* **DATA ROWS**:
'''

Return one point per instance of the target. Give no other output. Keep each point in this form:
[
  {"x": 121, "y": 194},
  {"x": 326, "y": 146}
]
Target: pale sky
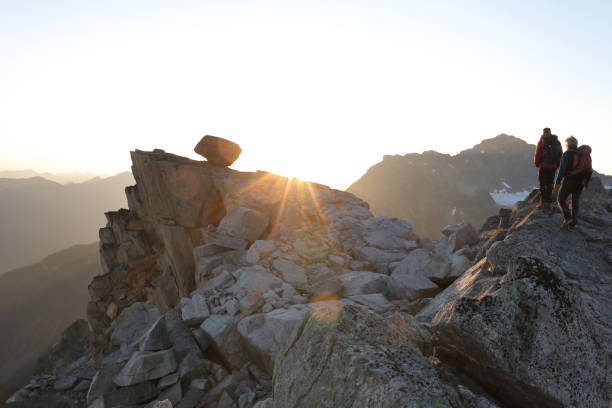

'''

Format the listing above as a numbered list, one line per item, leaving out blank lines and the picture.

1. Return one point per instance of the target. Give no other output. Keep each point in this form:
2. [
3.   {"x": 121, "y": 194},
4.   {"x": 326, "y": 146}
5. ]
6. Target: pale sky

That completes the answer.